*TASK OBJECTIVE*: Select every line of the items that contains the string "mirror", treating case as significant.
################
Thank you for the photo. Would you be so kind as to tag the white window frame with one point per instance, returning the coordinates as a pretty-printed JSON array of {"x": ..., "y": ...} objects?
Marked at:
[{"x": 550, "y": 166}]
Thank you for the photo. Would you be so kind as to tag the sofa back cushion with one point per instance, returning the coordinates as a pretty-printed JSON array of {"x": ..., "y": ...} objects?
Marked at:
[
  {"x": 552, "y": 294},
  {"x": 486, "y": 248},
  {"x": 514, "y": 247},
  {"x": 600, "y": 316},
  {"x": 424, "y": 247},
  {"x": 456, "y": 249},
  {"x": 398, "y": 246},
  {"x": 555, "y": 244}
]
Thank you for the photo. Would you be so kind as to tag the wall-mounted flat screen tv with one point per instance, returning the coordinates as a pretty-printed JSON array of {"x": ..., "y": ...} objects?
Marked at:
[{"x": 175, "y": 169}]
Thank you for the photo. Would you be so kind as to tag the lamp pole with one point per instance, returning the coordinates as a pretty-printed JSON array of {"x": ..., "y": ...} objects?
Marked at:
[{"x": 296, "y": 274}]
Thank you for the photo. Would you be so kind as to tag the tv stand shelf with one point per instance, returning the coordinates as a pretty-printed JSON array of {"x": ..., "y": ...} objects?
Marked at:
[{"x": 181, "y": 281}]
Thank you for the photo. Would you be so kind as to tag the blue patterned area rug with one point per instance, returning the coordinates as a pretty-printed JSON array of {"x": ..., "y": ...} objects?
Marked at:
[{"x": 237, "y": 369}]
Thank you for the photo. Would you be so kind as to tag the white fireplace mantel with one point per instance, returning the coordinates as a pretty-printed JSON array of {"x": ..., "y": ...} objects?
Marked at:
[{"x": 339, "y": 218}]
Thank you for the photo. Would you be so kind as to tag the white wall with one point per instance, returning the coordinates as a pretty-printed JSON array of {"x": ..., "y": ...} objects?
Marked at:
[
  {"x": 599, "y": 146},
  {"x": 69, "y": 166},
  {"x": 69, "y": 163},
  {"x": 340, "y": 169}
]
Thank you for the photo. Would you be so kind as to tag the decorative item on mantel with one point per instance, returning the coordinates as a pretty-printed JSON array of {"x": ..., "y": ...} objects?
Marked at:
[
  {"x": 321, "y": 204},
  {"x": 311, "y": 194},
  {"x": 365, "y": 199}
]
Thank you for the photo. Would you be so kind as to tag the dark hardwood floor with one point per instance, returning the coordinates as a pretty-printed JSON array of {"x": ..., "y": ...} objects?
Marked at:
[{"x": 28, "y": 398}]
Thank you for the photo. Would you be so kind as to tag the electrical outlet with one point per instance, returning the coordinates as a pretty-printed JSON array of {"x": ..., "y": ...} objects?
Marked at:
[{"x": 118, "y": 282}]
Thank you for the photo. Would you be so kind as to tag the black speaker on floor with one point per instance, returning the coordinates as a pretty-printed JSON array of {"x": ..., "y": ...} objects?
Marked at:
################
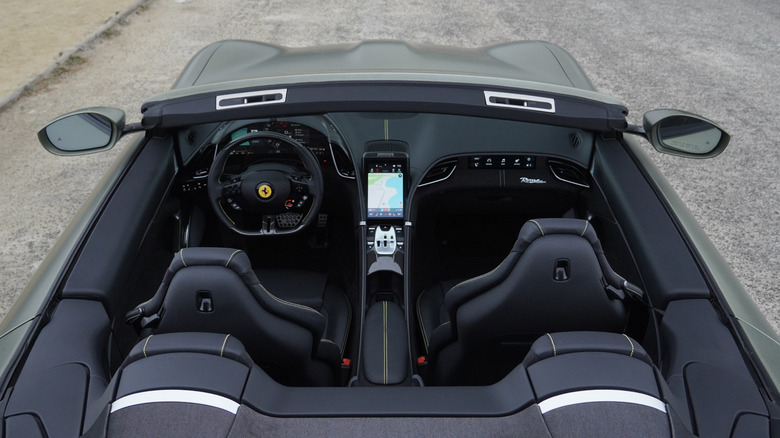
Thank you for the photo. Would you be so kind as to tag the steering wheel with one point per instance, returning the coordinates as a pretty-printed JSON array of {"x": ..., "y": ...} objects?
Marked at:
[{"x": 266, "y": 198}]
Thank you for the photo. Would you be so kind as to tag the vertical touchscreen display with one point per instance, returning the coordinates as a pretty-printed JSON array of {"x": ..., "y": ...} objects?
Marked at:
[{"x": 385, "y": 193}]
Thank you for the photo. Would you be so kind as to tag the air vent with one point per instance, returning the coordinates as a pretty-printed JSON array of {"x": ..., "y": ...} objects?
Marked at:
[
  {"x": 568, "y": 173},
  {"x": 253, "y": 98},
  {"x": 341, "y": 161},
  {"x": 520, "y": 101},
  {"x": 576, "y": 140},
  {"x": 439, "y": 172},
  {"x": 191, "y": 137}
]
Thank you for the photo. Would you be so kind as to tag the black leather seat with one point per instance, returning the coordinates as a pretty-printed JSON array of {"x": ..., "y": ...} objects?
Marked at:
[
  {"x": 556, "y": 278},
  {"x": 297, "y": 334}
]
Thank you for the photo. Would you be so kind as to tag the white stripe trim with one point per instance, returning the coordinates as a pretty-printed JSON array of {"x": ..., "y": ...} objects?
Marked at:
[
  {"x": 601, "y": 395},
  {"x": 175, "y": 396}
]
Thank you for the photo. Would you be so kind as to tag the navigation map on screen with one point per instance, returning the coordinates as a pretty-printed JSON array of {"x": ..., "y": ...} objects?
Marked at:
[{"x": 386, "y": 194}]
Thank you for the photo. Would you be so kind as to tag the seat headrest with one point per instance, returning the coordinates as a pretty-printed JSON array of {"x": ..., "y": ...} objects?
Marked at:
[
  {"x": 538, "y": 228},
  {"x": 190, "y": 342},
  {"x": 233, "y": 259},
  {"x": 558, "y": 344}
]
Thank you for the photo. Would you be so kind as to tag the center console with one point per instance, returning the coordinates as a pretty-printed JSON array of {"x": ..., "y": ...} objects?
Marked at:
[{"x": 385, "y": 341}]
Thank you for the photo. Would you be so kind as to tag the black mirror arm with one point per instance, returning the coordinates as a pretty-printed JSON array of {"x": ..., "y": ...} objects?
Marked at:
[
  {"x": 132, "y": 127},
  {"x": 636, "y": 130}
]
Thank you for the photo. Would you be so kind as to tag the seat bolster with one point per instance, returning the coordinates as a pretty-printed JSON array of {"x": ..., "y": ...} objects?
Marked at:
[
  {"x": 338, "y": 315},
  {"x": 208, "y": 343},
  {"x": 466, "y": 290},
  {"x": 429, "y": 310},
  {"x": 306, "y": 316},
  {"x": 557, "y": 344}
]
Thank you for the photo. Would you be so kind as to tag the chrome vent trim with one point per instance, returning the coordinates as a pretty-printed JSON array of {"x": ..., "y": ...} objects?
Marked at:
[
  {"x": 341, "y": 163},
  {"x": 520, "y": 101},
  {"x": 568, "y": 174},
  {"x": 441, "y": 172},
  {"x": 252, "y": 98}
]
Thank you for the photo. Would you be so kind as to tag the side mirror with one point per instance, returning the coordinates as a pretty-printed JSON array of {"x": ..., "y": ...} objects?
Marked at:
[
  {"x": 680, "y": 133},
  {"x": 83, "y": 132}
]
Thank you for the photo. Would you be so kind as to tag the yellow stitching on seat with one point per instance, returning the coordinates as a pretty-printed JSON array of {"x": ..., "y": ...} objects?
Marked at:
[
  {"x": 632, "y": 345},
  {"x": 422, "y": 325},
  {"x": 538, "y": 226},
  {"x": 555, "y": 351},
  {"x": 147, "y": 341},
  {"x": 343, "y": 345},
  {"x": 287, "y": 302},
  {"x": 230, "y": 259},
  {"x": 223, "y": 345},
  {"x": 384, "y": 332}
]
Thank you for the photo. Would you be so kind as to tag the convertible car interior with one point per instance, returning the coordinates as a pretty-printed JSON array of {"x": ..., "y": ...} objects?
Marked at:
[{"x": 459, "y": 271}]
################
*ANSWER TO THE PROBLEM*:
Thank you for the photo. Would you be so kind as to tag the black mirror arm with one point per instance, returning the coordinates as a pretty-printed JSON array of {"x": ..., "y": ...} objects?
Thank you for the photo. Would you be so kind as to tag the side mirror with one point per instance, returning the coordinates as a pretty-printed JSON array of {"x": ..., "y": ...} objects?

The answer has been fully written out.